>> begin

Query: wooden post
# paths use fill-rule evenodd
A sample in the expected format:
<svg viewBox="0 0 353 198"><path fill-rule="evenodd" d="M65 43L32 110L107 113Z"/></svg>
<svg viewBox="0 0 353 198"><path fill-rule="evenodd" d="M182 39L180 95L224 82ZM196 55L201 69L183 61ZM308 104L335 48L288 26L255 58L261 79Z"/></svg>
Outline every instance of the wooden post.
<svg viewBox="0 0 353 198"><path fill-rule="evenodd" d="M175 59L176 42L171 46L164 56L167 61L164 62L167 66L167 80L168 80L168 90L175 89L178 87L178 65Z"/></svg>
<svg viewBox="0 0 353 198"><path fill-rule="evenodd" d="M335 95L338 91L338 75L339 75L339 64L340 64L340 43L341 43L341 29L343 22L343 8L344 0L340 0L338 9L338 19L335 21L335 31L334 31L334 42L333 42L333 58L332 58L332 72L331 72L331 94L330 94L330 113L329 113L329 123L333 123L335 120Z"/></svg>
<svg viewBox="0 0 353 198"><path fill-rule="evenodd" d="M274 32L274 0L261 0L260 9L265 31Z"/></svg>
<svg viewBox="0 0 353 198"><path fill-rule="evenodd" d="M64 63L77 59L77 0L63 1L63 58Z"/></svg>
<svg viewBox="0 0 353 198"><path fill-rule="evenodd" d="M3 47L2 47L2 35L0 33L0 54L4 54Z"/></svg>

>> end

Problem to work on:
Render the data from its first line through the line containing "59L176 42L171 46L164", both included, as a Markdown table with the columns Row and Text: Row numbers each line and Text holds the line itself, with blank lines omitted.

Expected answer:
| Row | Text |
|---|---|
| 1 | Query: wooden post |
| 2 | # paths use fill-rule evenodd |
| 3 | A sample in the expected format: |
| 4 | <svg viewBox="0 0 353 198"><path fill-rule="evenodd" d="M65 43L32 110L107 113Z"/></svg> |
| 5 | <svg viewBox="0 0 353 198"><path fill-rule="evenodd" d="M182 39L180 95L224 82ZM196 55L201 69L183 61ZM308 104L335 48L288 26L255 58L261 79Z"/></svg> |
| 6 | Outline every instance of the wooden post. |
| 7 | <svg viewBox="0 0 353 198"><path fill-rule="evenodd" d="M175 59L176 42L171 46L164 56L167 61L164 62L167 66L167 80L168 80L168 90L175 89L178 87L178 65Z"/></svg> |